Copy every line of the data below exactly as it appears, but leave the pictures out of your answer.

Coordinate annotation data:
****************************************
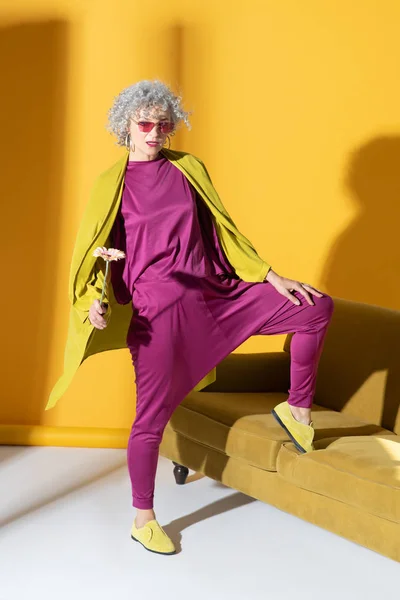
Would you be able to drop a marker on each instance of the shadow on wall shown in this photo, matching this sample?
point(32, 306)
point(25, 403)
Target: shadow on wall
point(364, 263)
point(32, 113)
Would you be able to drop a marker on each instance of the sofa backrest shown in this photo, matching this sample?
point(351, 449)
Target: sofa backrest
point(359, 370)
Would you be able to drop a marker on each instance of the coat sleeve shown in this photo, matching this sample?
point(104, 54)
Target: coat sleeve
point(240, 252)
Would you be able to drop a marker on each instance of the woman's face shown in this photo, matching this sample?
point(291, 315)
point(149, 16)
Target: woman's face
point(148, 144)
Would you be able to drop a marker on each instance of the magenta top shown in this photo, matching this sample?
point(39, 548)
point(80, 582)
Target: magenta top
point(164, 228)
****************************************
Task response
Would you be able to drop a marker on each instance of the shadow on wall shown in this photo, matching this sample?
point(32, 306)
point(25, 403)
Target: shadow on wall
point(364, 263)
point(32, 113)
Would you be able to drop a marker on each instance of the sofa backrest shown in this photo, matching this sample?
point(351, 449)
Target: sofa backrest
point(359, 370)
Would you be able to drop a marker on each instance of the coat sleeve shown in this photo, matching this sample?
point(104, 54)
Target: coat sleeve
point(240, 252)
Would you be able to drop a marker on each instance of the woman's face shown in this photo, matching this sample?
point(291, 315)
point(149, 16)
Target: woman's face
point(148, 144)
Would you be able to drop a marker on each instance of the magenta top shown in this photo, matching this sample?
point(39, 548)
point(80, 582)
Target: magenta top
point(164, 228)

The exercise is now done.